PERBANDINGAN
KONSEP KEPRIBADIAN ISLAM DAN BARAT
(Psikologi
Kepribadian)
PENDAHULUAN
Teori-teori kepribadian telah banyak
lahir dari pemikiran pakar-pakar psikologi yang mengkaji tentang struktur
psikis dan kepribadian manusia. Teori-teori yang bermunculan tersebut masing-masing
memiliki asumsi yang berbeda mengenai struktur kepribadian manusia. Seperti
halnya psikologi barat seperti aliran Psikoalalisis, Behaviuoristik, maupun
Humanistik, masing masing dari teori tersebut memiliki paradigma yang berbeda
terhadap manusia.
Selain teori barat, Islam juga
memiliki pandangan terhadap kepribadian manusia. Pada dasarnya, konsep
pengamatan tentang jiwa dan kepribdian bukanlah suatu hal yang baru dalam
Islam. Karena telah banyak ilmuan-ilmuan Islam yang memberikan pandangan tentang
konsep kejiwaan, seperti imam Al-Ghazali yang berbicara tentang An-Nafs,
Taqiyaddin yang membahas tentang Af’al Al-Insan, seperti Ibn Taymiyyah
yang membahas tentang hati dan penyakitnya, dan masih banyak lainnya.
Perbedaan konsep kepribadian Islam
dan barat memiliki perbedaan yang sangat jauh. Cara islam memandang manusia
berbeda dengan pandangan barat terhadap manusia. Konsep kepribadian dalam Islam
lebih sempurna dalam menjawab pertanyaan-pertanyaan barat yang tak terjawab
mengenai kepribadian manusia. pada tulisan ini akan dibahas lebih lanjut
mengenai perbedaan konsep kepribadian Islam dan barat.
A.

Daftar Tugas -
**1.** Tuliskan bagian tulisan tentang kepribadian Islam dan Barat di antara "Selain teori barat, Islam" dan "masih banyak lainnya.", termasuk kedua batas itu.
**2.** Siapa saja ilmuwan Islam yang disebut namanya dalam tulisan tentang kepribadian Islam dan Barat?
**3.** Lanjutkan tulisan tentang kepribadian Islam dan Barat dari bagian terakhir yang tampak.

Data:
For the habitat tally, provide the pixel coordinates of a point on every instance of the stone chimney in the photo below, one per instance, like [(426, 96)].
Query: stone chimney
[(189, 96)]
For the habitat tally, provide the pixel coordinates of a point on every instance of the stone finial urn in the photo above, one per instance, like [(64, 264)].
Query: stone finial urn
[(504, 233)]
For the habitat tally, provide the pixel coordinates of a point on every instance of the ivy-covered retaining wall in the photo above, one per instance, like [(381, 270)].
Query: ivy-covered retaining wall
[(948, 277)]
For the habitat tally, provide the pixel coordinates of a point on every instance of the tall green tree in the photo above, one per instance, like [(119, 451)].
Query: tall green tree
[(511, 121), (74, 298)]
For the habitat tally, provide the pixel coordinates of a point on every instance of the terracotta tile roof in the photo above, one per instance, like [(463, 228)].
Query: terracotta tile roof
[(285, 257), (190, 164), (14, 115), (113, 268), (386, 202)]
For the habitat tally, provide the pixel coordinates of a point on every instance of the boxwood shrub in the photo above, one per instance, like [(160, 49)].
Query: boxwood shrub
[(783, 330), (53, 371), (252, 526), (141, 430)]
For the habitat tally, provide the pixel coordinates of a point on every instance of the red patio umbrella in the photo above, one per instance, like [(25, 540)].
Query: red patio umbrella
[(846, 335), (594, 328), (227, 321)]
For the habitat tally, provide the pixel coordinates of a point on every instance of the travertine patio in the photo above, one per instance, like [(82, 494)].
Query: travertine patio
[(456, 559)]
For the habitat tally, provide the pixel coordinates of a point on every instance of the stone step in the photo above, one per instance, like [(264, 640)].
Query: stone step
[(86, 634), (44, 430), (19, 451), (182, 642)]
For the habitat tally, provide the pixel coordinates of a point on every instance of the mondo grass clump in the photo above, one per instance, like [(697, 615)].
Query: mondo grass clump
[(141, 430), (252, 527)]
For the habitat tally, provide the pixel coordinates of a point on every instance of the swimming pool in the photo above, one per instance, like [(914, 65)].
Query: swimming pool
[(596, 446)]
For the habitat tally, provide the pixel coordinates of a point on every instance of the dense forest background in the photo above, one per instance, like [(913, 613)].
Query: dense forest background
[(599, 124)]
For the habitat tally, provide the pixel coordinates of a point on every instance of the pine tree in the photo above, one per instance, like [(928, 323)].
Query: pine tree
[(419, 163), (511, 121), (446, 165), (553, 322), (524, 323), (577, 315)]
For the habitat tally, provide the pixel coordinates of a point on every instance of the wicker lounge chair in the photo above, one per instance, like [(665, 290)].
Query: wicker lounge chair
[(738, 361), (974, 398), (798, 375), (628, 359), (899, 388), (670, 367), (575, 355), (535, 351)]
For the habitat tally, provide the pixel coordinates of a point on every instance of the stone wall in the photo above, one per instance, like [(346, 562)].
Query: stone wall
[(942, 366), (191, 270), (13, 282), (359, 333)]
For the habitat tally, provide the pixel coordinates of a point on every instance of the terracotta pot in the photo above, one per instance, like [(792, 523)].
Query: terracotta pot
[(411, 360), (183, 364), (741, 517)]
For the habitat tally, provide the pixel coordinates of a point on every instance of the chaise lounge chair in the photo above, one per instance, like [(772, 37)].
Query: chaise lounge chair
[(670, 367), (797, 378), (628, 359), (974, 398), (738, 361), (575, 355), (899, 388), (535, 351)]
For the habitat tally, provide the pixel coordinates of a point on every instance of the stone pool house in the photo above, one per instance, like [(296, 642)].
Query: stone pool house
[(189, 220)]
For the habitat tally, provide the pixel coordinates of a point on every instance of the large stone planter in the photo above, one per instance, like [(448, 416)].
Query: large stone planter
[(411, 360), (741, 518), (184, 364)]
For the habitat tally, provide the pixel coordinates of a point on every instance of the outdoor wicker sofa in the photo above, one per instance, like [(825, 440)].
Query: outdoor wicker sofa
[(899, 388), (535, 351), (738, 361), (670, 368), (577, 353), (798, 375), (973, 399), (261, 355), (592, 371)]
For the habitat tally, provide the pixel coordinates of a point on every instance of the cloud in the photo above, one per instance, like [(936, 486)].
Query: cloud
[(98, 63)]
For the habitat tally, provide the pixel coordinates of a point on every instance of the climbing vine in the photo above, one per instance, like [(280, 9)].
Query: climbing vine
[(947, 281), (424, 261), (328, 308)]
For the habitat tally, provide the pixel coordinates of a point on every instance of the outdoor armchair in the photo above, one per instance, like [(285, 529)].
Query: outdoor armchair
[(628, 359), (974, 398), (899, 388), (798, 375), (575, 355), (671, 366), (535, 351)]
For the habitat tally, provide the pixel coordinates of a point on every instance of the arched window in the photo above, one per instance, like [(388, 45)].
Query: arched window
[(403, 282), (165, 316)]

Hasil Tiap Tugas -
**1.**
Selain teori barat, Islam juga
memiliki pandangan terhadap kepribadian manusia. Pada dasarnya, konsep
pengamatan tentang jiwa dan kepribdian bukanlah suatu hal yang baru dalam
Islam. Karena telah banyak ilmuan-ilmuan Islam yang memberikan pandangan tentang
konsep kejiwaan, seperti imam Al-Ghazali yang berbicara tentang An-Nafs,
Taqiyaddin yang membahas tentang Af’al Al-Insan, seperti Ibn Taymiyyah
yang membahas tentang hati dan penyakitnya, dan masih banyak lainnya.

**2.** imam Al-Ghazali, Taqiyaddin, Ibn Taymiyyah

**3.**
Pengertian Keperibadian Islam dan Barat
Kepribadian
dalam bahasa Inggris dengan personality (topeng).[1]
Istilah kepribadian sering dijumpai dan beberapa literatur dengan berbagai
ragam makna dan pendekatan. Sebagian psikolong ada yang menyebutnya dengan
personality (kepribadian), sedang ilmu yang membahasnya disebut dengan
psikologi kepribadian. Selanjutnya ada yang menyebutnya dengan karakter (watak
atau perangai), sedang ilmu yang membicarakannya disebut dengan psikologi
karakter dan ada yang menyebut dengan tipe, sedang ilmu yang membahasnya
disebut dengan tipologi. Kepribadian dalam barat seperti yang dikemukakan oleh
Alport adalah organisasi yang dinamis dalam diri individu tentang sistem
psikofisik yang menunjukkan penyesuaian yang unik terhadap lingkungannya.
Dalam
Islam, istilah kepribadian lebih dikenal dengan term al-syakhshiyah yang
berasal dari kata shakhsh yang berarti “pribadi”. Kata itu kemudian
diberi ya nisbah sehingga menjadi kata benda buatan
(masdhar shina’iy) syaksyiah, yang berarti kepribadian. Kepribadian
dalam perspektif islam sebagaimana yang diungkapkan oleh Abdul Mujib merupakan
suatu kesatuan integrasi dari sistem kalbu, akal dan hawa nafsu menimbulkan tingkah laku.[2]
Dari
kedua definisi kepribadian tersebut, menurut asumsi penulis kepribadian
dalam Islam dan barat
sama-sama merupakan sikap atau perilakun khas yang terbentuk pada individu yang
merupakan hasil dari integrasi dari elemen-elemen atau substansi kepribadian.
Namun substansi kepribadian tersebut masing-masing aliran teori berbeda
paradigmanya.
B.
Perbandingan
Konsep Kebribadian
1.
Konsep
Manusia
a.
Teori
barat
Mazhab Psikoanalisa memandang manusia
adalah makhluk yang dikuasai oleh sistem ketidaksadaran (unconsciousness)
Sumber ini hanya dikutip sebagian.